── Exercise input ──

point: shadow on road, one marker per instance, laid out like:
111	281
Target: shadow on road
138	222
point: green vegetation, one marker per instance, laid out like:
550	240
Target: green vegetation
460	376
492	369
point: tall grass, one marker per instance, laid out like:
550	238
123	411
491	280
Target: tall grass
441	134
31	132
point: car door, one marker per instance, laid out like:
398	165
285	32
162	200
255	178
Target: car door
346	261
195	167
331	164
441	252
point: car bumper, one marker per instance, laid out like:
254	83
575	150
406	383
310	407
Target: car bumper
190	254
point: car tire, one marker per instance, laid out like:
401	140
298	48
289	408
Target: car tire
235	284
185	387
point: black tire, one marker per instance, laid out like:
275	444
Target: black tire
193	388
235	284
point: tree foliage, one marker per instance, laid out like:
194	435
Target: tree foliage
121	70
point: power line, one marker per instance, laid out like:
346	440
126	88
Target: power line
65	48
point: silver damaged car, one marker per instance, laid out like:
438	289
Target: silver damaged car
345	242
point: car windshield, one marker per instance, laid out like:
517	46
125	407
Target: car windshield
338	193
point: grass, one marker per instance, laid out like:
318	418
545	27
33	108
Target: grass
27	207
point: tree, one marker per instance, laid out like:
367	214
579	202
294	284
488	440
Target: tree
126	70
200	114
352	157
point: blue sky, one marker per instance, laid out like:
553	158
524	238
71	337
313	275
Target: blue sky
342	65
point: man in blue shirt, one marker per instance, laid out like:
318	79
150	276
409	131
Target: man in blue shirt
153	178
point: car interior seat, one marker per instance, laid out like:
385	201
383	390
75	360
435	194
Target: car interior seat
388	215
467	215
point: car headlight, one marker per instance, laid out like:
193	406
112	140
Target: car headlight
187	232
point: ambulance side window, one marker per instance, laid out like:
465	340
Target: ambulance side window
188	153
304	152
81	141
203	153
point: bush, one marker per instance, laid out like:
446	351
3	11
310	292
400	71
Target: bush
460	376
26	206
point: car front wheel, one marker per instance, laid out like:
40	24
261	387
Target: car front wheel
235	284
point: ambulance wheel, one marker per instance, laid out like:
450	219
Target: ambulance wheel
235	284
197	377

───

→ **Set exercise**:
Can you write out the listing again, starting with the line containing "point: car front" and going on through the end of the listing, with both ends included? Multiply each point coordinate in the answers by 1.75 and round to whole numbers, with halves rounding up. Leave the requests and their sample coordinates unchanged.

→ **Output**:
point: car front wheel, one marker per instance, laid out like:
40	24
261	387
Target: car front wheel
411	497
point: ambulance wheel, one marker per instance, laid out like:
450	219
Target: ambulance wheel
411	497
345	660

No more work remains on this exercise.